● **EXERCISE DESCRIPTION**
Render each line of the entries below as a numbered list, with blank lines omitted. Leave the pictures out of the answer.

● **SUPPLIED MATERIAL**
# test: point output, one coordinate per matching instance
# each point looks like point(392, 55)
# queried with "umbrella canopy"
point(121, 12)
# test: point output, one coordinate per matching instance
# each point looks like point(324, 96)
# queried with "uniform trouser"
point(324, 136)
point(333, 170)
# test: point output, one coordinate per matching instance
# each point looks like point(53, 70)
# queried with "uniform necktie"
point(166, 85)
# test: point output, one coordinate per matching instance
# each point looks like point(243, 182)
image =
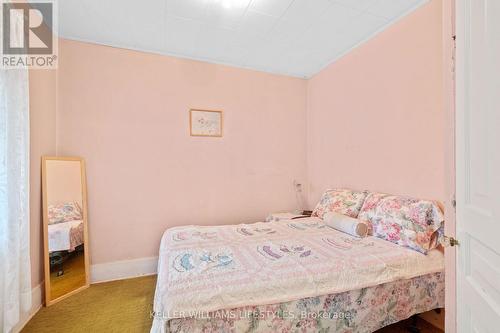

● **COMPLETED TASK**
1. # test: point output, one coordinate per matching instance
2. # each point looks like point(392, 55)
3. # queried with "umbrella canopy"
4. point(121, 12)
5. # test: point output, one coordinate per matching instance
6. # each point looks like point(324, 96)
7. # queried with "uniform trouser"
8. point(324, 136)
9. point(333, 170)
10. # test: point output, one coordinate per matching instance
11. # each point looks like point(53, 70)
12. # queried with "uniform necktie"
13. point(166, 85)
14. # test: point output, one coordinate per matching instance
15. # each point looks like point(243, 182)
16. image =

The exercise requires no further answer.